* _TEXT_:
▼
At about 1:00 am in the night I heard the familiar honk of my father’s Peugeot pick-up truck at the gate and I knew at once that Emmanuel was dead. My brother Andrew who had recently returned from fighting a war alongside Museveni’s guerillas; walked in and confirmed the news of Emmanuel’s death. Now that he had died they seemed sure of his ailment- Hepatitis B. It didn't matter anymore.
My first reaction was relief. The pain had to end somehow and if death freed him from that excruciating pain then death was the better option. It took a while to register that I would not be seeing him again, that he would be sealed in a coffin, interred in the ground and that my brother was gone for good. Even when I went to the mortuary to view his body, I felt nothing. He lay on the mortuary floor at the medical school, not the regular mortuary where other dead people were taken at the rear end of the hospital. I was angered that they would place his body on the floor while a dead Frenchman, killed by unknown gunmen the night before; lay on the only gurney in the room. Was there no end to the inferiority complex that plagued Africans? Even in death they were discriminating against their own. My misdirected anger enabled me to look at my brother’s body without feeling.
▲
* _DATA EXTRACT_:
▼
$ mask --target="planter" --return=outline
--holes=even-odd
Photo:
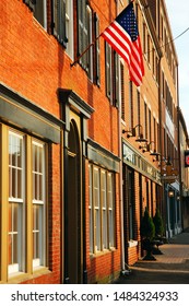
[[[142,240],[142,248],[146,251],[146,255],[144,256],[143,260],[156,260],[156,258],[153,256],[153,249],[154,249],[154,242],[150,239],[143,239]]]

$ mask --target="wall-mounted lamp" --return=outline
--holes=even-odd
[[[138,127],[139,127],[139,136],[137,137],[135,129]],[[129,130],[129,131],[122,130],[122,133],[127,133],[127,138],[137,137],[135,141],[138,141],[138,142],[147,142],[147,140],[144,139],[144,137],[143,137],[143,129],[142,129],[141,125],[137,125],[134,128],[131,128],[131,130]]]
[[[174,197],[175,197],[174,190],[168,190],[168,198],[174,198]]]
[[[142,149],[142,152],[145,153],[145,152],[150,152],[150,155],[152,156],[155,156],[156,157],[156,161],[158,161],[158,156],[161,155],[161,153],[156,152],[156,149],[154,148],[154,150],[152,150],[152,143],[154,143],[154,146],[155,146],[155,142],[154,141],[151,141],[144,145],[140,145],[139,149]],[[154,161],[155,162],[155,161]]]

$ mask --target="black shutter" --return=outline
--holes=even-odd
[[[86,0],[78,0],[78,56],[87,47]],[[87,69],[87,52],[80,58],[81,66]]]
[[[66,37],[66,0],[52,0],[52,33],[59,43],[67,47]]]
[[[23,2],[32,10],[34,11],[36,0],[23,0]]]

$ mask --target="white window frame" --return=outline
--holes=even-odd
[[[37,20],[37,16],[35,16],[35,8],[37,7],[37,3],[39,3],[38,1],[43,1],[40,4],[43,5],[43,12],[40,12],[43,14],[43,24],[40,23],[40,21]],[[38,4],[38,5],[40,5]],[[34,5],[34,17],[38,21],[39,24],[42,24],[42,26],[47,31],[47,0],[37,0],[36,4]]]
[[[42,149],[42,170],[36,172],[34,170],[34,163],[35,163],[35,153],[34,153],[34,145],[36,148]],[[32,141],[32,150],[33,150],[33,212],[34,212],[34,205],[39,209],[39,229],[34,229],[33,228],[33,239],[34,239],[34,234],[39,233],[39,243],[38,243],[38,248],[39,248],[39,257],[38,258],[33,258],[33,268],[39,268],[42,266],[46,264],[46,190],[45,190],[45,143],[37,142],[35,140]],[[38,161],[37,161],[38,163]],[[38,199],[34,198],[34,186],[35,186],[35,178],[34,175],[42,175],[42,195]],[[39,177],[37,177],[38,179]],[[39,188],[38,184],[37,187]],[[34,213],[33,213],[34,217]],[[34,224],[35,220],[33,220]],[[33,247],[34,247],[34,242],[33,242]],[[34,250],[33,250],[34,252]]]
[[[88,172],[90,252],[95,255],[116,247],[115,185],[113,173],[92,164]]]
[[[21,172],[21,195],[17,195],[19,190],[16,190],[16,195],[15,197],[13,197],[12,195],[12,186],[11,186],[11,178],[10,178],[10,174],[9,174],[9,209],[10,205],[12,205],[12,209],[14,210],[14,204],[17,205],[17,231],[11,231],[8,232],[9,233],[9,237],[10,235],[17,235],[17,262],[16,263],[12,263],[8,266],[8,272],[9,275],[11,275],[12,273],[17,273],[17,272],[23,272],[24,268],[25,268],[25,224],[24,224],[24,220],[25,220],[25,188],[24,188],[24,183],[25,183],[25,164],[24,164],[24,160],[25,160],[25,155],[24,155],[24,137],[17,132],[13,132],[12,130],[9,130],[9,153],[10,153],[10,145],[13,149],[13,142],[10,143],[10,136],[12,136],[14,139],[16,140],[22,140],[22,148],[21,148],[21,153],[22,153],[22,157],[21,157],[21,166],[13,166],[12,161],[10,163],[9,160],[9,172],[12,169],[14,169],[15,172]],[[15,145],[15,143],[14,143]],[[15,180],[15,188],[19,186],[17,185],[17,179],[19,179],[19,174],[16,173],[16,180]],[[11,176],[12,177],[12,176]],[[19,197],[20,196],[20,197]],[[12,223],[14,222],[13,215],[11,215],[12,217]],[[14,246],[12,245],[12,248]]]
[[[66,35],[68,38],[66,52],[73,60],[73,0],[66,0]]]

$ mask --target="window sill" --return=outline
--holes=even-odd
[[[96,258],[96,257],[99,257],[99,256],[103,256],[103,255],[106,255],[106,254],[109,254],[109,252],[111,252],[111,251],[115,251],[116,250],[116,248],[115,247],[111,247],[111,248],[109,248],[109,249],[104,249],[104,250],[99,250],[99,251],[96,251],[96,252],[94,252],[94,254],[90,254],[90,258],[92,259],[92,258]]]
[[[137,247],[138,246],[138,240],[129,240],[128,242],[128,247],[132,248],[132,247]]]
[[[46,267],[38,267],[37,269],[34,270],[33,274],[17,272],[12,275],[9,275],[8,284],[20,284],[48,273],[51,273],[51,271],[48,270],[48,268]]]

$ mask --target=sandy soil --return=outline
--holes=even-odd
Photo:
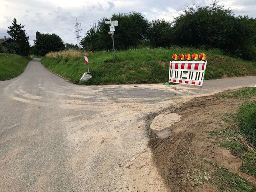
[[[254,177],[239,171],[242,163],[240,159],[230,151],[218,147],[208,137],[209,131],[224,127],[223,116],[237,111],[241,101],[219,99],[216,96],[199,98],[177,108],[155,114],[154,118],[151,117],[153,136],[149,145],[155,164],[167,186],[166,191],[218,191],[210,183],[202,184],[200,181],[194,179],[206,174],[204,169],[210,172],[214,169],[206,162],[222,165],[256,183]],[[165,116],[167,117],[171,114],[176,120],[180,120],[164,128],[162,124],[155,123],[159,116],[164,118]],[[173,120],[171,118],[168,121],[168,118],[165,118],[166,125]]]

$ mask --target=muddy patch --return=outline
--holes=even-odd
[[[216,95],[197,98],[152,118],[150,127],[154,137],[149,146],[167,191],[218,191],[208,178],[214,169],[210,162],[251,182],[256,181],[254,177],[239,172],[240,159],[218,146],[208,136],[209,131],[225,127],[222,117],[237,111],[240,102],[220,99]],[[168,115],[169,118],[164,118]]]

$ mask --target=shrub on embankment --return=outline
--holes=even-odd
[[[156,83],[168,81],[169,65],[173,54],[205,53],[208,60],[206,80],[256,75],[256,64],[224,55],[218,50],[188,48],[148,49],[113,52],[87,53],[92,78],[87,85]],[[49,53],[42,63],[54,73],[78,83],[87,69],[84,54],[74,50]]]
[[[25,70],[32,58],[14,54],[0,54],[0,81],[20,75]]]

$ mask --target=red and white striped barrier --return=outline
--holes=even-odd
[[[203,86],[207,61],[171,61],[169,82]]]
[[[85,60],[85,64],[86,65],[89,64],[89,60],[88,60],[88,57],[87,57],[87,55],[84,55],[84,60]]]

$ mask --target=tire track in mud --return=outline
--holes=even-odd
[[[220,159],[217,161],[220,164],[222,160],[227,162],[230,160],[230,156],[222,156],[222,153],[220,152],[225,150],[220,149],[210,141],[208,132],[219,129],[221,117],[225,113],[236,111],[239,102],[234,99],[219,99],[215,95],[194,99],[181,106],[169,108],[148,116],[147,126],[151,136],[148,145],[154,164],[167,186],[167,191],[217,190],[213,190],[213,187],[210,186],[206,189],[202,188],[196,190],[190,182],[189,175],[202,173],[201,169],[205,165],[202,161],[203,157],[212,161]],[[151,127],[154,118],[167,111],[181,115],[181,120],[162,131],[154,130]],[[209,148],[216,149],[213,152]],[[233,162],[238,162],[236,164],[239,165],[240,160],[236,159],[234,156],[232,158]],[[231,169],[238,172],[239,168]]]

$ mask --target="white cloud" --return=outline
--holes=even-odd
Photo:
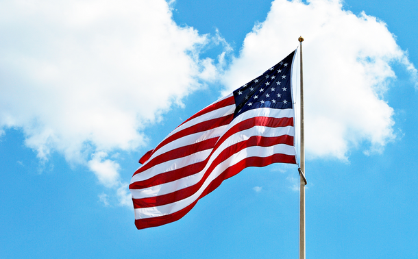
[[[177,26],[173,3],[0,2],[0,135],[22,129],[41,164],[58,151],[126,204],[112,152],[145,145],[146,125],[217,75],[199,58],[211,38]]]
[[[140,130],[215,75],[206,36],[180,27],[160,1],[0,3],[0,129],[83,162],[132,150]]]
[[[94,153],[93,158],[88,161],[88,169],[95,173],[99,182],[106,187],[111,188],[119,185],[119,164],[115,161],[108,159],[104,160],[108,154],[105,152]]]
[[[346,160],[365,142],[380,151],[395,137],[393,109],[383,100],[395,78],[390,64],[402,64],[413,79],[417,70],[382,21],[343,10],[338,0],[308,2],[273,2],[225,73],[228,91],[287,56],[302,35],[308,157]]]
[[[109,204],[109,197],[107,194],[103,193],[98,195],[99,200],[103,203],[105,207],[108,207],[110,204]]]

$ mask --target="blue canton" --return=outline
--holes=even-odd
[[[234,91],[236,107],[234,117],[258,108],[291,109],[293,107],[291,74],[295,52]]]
▲
* _EXERCISE REQUIREMENTS_:
1 > In the account of Emmanuel's death, what ailment did they become sure he had once he died?
2 > Repeat the account of Emmanuel's death from "My first reaction" up to and including "body without feeling.".
3 > Go on with the account of Emmanuel's death from the point where it stops.

* _WRITTEN RESPONSES_:
1 > Hepatitis B.

2 >
My first reaction was relief. The pain had to end somehow and if death freed him from that excruciating pain then death was the better option. It took a while to register that I would not be seeing him again, that he would be sealed in a coffin, interred in the ground and that my brother was gone for good. Even when I went to the mortuary to view his body, I felt nothing. He lay on the mortuary floor at the medical school, not the regular mortuary where other dead people were taken at the rear end of the hospital. I was angered that they would place his body on the floor while a dead Frenchman, killed by unknown gunmen the night before; lay on the only gurney in the room. Was there no end to the inferiority complex that plagued Africans? Even in death they were discriminating against their own. My misdirected anger enabled me to look at my brother’s body without feeling.

3 >
They had opened his head and stitched it back together again. I saw the crude stitches on his forehead and wondered whether they had not killed him again by doing that. Now he was surely dead. Later I learnt that they had also opened his chest and abdomen but I never saw those stitches because someone had dressed him up before I arrived. He was an organs donor and the mortician had handed over the parts that the medical school needed and left us this shell to bury.
I recalled a conversation we had a while back. We were having lunch at home when he started talking about his anatomy class. He complained that he had been given the cadaver of a very old man to dissect and he could not find the old man’s veins. I was nauseated and fled the dining table fighting the urge to vomit and he grinned mischievously knowing he had scored one against me. He could not have imagined that he would be at the other end of a dissecting knife in a few months.
For as long as I could remember I was afraid of death. I feared that it would hurt so much and then it would be dark, cold and lonely. My fears had always been in direct contradiction of my mother’s hopes of passage to a beautiful place where the streets are paved in gold and angels sing sweet melodies in God’s praise. Heaven was both mystical and mythical when I was 20. I wanted so much to believe in heaven when my brother died but I was not sure. One of Emmanuel’s atheist friends assured me that his body would rot and be recycled into the earth by worms. He told me not to fantasize about life after death because there was none. I did not know whether to hate him for painting such a lurid picture of death when my brother was fresh in the grave or whether to thank him for dispelling my fantasies.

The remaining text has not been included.